Copy out every line of the records below, word for word and with nothing changed.

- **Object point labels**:
* * * * *

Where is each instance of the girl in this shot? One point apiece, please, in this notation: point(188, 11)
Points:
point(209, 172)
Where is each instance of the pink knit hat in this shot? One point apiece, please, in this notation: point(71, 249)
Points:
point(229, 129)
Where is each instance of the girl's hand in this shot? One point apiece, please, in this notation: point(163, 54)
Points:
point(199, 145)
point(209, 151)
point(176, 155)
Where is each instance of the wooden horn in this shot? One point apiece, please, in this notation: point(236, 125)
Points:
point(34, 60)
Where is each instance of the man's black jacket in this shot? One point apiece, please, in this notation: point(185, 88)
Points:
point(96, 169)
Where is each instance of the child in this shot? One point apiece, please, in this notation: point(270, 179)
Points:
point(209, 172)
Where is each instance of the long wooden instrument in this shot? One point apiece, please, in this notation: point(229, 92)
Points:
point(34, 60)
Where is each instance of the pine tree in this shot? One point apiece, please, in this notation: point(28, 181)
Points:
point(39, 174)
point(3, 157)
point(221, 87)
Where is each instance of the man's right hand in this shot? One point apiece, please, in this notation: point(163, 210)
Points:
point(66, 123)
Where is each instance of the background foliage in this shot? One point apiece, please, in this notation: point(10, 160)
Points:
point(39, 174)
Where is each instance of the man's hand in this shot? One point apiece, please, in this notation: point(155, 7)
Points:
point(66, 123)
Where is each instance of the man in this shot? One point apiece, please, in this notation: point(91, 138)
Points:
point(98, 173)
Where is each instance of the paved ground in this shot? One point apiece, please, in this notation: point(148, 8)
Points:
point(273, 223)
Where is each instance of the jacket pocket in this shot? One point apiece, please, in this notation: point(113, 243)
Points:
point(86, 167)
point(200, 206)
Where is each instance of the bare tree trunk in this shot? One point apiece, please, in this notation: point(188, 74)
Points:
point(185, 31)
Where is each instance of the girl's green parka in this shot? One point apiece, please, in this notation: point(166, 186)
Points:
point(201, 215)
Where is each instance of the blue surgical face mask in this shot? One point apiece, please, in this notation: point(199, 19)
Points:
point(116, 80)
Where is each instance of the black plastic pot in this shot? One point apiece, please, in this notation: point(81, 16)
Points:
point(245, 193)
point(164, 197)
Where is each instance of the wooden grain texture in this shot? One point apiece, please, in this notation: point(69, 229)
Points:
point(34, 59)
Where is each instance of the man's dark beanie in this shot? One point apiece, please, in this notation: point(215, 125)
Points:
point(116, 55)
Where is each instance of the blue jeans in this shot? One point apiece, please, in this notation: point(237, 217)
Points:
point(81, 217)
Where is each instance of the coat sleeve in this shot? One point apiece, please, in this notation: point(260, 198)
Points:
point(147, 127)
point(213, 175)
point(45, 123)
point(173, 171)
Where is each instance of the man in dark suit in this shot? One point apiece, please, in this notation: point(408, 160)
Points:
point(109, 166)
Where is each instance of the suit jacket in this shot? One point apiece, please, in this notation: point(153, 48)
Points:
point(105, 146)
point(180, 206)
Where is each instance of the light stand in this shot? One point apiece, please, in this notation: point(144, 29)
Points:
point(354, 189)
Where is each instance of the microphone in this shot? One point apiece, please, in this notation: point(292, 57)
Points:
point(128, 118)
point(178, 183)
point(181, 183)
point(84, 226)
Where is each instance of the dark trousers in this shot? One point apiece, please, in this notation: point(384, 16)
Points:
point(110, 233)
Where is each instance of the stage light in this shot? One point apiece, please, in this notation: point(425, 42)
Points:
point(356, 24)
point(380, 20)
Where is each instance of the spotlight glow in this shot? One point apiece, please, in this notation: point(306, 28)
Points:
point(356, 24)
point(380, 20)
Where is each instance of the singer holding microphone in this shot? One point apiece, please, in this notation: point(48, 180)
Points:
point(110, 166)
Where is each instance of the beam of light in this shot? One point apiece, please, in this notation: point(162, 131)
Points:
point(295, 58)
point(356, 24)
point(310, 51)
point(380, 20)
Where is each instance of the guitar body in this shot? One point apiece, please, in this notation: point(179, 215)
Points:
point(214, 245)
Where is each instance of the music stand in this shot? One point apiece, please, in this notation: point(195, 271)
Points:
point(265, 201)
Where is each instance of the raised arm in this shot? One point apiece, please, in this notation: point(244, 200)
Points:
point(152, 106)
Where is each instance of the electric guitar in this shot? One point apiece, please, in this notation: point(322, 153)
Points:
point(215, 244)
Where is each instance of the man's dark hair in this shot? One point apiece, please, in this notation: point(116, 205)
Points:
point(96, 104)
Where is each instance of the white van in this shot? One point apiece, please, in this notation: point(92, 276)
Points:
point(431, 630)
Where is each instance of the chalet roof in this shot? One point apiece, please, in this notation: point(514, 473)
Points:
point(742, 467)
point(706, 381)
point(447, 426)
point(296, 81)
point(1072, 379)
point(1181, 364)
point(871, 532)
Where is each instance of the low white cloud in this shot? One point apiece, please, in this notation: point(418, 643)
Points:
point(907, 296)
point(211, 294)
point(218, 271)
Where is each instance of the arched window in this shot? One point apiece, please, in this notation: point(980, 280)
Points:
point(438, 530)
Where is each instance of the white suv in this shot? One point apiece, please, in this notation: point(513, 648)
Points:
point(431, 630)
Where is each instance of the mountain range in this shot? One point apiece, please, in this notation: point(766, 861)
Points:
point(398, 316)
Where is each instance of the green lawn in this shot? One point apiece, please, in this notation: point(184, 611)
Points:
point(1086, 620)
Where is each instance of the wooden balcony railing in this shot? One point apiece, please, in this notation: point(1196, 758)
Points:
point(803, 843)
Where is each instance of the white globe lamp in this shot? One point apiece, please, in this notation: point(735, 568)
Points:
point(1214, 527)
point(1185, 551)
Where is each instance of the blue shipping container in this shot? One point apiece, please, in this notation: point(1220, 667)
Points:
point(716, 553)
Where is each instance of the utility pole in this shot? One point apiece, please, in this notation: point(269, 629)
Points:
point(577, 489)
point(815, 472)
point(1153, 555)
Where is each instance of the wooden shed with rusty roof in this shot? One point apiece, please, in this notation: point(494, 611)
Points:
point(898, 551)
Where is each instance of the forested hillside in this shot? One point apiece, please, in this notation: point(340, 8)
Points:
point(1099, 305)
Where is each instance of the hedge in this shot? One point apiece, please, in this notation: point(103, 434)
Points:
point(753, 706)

* * * * *

- **Response**:
Where is each instance of the girl in this shot? One point apiece, please, in this notation: point(188, 11)
Points:
point(209, 172)
Where is each instance of the pink knit hat in this shot? One point apiece, please, in this notation: point(71, 249)
Points:
point(229, 129)
Where is each instance of the girl's hand in this shot? One point apiece, please, in this notation: point(163, 54)
Points:
point(199, 145)
point(209, 151)
point(176, 155)
Where is each instance of the wooden horn in this shot? One point apiece, please, in this notation: point(236, 125)
Points:
point(34, 60)
Where is each instance of the man's black jacket in this shot? One point apiece, please, in this notation: point(185, 88)
Points:
point(96, 169)
Where is each instance of the child in this shot? One point apiece, please, in this notation: point(270, 179)
Points:
point(209, 172)
Where is each instance of the long wooden instrument in this shot? One point apiece, please, in this notation: point(229, 92)
Points:
point(34, 60)
Where is each instance of the pine tree in this shot? One point apiece, please, in this notation: point(28, 181)
Points:
point(39, 174)
point(3, 157)
point(221, 87)
Where is each instance of the man's right hand in this shot? One point apiece, please, in this notation: point(163, 210)
Points:
point(66, 123)
Where is each instance of the background foliage in this shot? One point apiece, please, in this notation: point(10, 160)
Points:
point(39, 174)
Where is each instance of the man's hand in this shot? One point apiece, please, in this notation: point(155, 7)
Points:
point(66, 123)
Where is each instance of the man in this shot? One point apiece, please, in this notation: point(91, 138)
Points:
point(98, 173)
Where is each instance of the paved ground in this shot? One point apiece, please, in this notation: point(148, 8)
Points:
point(273, 223)
Where is each instance of the jacket pocket in this shot? One point apiece, please, in this notation: point(113, 243)
Points:
point(86, 167)
point(200, 206)
Where is each instance of the bare tree trunk in this shot? One point apiece, please, in this notation: point(188, 74)
Points:
point(185, 31)
Where is each instance of the girl's green parka in this shot? One point apiece, please, in this notation: point(166, 186)
Points:
point(201, 215)
Where is each instance of the blue surgical face mask in this shot? One point apiece, please, in this notation: point(199, 19)
Points:
point(116, 80)
Where is each instance of the black plastic pot in this shot? One point apiece, please, in this notation: point(81, 16)
Points:
point(245, 193)
point(164, 197)
Where is each instance of the wooden grain texture in this shot? One point apiece, please, in this notation: point(69, 229)
Points:
point(34, 59)
Where is each instance of the man's dark beanie in this shot? One point apiece, please, in this notation: point(215, 125)
Points:
point(116, 55)
Where is each instance of the blue jeans in this shot? One point apiece, please, in this notation: point(237, 217)
Points:
point(81, 217)
Where is each instance of the coat sleeve in this shot? One point apiece, please, in this notation: point(260, 198)
Points:
point(147, 127)
point(213, 175)
point(45, 123)
point(173, 171)
Where is each instance of the man in dark suit in this shot? One point apiece, please, in this notation: point(408, 160)
Points:
point(109, 166)
Where is each instance of the suit jacket in this shot? One point apiece, please, in this notation: point(153, 48)
Points:
point(105, 146)
point(180, 206)
Where is each instance of the light stand in this shot? One point apiece, please, in this notation: point(144, 29)
Points:
point(354, 189)
Where is each instance of the microphone in this shot? One point apiece, please, in this notation: point(292, 57)
Points:
point(128, 118)
point(178, 183)
point(181, 183)
point(84, 226)
Where is each instance of the dark trousers in this shot? One point apiece, please, in this notation: point(384, 16)
Points:
point(110, 233)
Where is each instance of the stage light in this shot? One point apiece, please, in this notation: point(425, 42)
Points:
point(356, 24)
point(380, 20)
Where is each instance of the spotlight glow in this shot? One point apiece, please, in this notation: point(306, 28)
Points:
point(356, 24)
point(380, 20)
Where is each instance of the singer holding microphone in this shot? One point apiece, please, in this notation: point(48, 180)
Points:
point(110, 166)
Where is each instance of the beam of light in this shot? One point apiece, please, in this notation: point(162, 131)
Points:
point(295, 58)
point(356, 24)
point(310, 51)
point(380, 20)
Where is each instance of the guitar body in this shot? One point apiece, please, in this notation: point(179, 215)
Points:
point(214, 245)
Where is each instance of the music stand in this shot? One point apiece, please, in this notation: point(195, 271)
Points:
point(265, 201)
Where is each instance of the raised arm in this shot? One point apiece, please, in this notation: point(244, 200)
Points:
point(152, 106)
Where is each instance of the electric guitar in this shot? One point apiece, please, in this notation: point(322, 153)
Points:
point(215, 244)
Where is each instance of the man's dark hair in this shot? One point apiece, please, in this notation: point(116, 205)
Points:
point(96, 104)
Where is each instance of the white van in this shot? One point apiece, please, in this notation: point(92, 276)
Points:
point(431, 630)
Where is each instance of the chalet roof in this shot? One point apiece, please, in this notation: point(514, 473)
Points:
point(742, 467)
point(706, 381)
point(447, 426)
point(296, 81)
point(1072, 379)
point(1181, 364)
point(871, 532)
Where is each instance of the low white cloud in this shot? One point apiece, please, in this notation: point(418, 643)
Points:
point(907, 296)
point(211, 294)
point(218, 271)
Where is each instance of the arched window in this shot? One point apiece, please, in this notation: point(980, 280)
Points:
point(438, 530)
Where is each instance of the white suv in this shot? One point apiece, please, in this notation: point(513, 648)
Points:
point(431, 630)
Where is each instance of the mountain range in this shot? One point apiece, please, in this notation: point(766, 861)
Points:
point(398, 316)
Where is each instance of the green lawn in this shot? One point apiece, please, in this notation: point(184, 611)
Points:
point(1086, 620)
Where is each instance of the wooden balcony railing in this shot? One point apiece, please, in this notation: point(1196, 758)
Points:
point(803, 843)
Where is each instance of the white globe lamp in this shot? One point apiece, please, in this notation: point(735, 568)
Points:
point(1214, 527)
point(1185, 551)
Where is each instance of the blue shipping container in this shot? One point apiece, please, in this notation: point(1220, 667)
Points:
point(716, 553)
Where is each instance of the utility pole in this shot? One point apiece, please, in this notation: point(269, 629)
Points:
point(577, 489)
point(815, 472)
point(1153, 555)
Where is each instance of the wooden shed with rusty roof in this shot? One point apiece, please, in this notation: point(494, 611)
Points:
point(898, 551)
Where is each instance of the forested hillside in this shot? One point apiece, please, in this notation: point(340, 8)
Points:
point(1099, 305)
Where is each instance of the hedge in this shot? One point apiece, please, in this notation: point(103, 434)
Points:
point(753, 706)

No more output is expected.